_SET TASK_
Pull out every line of the material below that contains the word "roofing", and treat uppercase and lowercase as different.

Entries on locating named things
** Begin **

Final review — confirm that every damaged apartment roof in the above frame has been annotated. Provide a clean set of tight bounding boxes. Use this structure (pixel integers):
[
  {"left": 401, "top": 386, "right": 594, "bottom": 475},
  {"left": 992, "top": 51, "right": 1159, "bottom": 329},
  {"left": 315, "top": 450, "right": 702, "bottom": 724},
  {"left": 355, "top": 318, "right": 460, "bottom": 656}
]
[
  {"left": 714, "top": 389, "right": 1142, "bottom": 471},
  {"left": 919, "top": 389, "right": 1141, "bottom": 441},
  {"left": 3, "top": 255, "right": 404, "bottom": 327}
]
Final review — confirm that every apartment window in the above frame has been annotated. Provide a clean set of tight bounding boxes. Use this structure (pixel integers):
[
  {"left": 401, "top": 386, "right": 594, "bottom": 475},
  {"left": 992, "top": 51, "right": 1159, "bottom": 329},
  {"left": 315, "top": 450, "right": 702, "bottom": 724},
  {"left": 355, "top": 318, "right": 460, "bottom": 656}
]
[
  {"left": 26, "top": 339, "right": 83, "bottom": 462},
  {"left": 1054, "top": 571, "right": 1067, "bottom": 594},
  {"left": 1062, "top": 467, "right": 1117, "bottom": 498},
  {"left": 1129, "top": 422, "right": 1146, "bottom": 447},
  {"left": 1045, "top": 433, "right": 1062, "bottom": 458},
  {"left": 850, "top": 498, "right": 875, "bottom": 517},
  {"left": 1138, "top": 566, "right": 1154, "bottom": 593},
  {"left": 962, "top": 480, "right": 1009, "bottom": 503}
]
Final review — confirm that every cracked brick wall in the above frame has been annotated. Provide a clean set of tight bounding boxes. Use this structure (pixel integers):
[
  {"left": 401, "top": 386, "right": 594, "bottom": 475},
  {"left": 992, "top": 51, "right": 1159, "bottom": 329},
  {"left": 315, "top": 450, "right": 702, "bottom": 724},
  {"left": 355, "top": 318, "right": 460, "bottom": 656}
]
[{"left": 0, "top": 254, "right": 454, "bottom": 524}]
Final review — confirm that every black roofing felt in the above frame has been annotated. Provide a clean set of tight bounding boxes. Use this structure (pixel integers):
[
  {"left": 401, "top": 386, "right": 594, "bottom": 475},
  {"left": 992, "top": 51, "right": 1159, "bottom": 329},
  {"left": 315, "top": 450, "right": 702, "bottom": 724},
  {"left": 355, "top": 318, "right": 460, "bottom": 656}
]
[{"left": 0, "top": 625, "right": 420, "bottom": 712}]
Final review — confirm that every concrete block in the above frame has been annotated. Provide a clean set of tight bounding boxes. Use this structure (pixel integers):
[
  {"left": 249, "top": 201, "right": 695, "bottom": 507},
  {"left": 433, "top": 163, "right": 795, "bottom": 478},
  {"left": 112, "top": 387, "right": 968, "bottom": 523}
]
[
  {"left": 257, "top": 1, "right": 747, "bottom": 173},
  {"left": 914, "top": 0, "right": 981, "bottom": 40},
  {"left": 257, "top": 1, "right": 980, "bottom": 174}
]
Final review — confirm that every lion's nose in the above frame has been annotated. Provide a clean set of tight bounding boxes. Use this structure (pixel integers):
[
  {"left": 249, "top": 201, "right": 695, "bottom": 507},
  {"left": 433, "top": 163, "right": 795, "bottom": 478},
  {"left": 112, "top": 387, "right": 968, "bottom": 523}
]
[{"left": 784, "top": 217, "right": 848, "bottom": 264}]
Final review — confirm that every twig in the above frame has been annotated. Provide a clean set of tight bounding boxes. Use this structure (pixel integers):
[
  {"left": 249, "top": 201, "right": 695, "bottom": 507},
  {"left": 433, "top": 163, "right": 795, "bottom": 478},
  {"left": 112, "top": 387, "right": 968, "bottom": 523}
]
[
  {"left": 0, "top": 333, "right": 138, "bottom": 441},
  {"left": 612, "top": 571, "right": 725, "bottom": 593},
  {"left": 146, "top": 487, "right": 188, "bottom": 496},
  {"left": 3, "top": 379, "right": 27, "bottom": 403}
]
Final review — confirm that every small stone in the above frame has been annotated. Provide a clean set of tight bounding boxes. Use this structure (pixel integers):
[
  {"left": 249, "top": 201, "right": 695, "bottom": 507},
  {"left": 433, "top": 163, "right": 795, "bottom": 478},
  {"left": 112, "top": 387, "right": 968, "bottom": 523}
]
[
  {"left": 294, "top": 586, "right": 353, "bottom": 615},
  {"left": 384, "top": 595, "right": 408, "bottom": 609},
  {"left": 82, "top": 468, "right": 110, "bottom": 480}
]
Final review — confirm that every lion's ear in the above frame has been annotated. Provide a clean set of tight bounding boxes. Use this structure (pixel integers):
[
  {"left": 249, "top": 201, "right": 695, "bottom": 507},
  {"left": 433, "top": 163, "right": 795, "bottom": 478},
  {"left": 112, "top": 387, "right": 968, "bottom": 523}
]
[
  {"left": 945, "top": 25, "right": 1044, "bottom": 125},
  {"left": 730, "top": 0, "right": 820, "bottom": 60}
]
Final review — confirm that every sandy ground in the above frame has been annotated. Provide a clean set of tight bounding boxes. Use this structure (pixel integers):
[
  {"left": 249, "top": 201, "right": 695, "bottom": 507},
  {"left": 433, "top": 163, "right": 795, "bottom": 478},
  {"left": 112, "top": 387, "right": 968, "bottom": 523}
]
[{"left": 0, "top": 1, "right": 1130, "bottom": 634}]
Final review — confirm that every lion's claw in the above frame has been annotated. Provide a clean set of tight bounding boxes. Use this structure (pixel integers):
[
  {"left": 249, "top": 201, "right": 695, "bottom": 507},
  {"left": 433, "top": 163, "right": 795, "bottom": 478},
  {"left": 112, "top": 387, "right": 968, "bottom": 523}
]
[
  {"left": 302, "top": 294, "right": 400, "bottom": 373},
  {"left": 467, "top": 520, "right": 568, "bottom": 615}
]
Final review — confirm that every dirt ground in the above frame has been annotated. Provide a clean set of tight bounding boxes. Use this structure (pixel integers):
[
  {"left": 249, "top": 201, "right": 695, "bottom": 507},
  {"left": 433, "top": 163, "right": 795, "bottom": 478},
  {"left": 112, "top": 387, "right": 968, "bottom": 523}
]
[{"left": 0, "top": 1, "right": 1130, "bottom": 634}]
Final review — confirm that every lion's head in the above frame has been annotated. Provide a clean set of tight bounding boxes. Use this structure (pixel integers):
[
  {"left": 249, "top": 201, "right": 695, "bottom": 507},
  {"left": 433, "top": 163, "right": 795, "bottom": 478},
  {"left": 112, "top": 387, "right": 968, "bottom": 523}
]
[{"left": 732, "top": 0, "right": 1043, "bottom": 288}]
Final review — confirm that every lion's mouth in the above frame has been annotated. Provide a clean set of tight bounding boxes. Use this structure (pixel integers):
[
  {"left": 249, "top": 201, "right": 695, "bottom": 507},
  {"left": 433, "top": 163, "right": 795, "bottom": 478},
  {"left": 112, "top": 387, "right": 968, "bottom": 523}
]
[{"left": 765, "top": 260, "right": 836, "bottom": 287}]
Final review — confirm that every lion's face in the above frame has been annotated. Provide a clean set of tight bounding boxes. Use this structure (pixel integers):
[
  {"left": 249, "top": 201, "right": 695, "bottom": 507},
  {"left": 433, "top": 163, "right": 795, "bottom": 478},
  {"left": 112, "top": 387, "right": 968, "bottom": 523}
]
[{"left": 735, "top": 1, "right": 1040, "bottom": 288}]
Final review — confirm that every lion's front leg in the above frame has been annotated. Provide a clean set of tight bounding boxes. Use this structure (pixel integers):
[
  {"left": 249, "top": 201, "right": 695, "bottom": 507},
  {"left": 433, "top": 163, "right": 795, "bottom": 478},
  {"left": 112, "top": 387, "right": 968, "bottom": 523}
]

** End **

_SOLVED PROBLEM_
Final review — confirm that every black roofing felt in the above frame has been annotated. Provide a clean set of tight bounding boxes. Use this structure (pixel integers):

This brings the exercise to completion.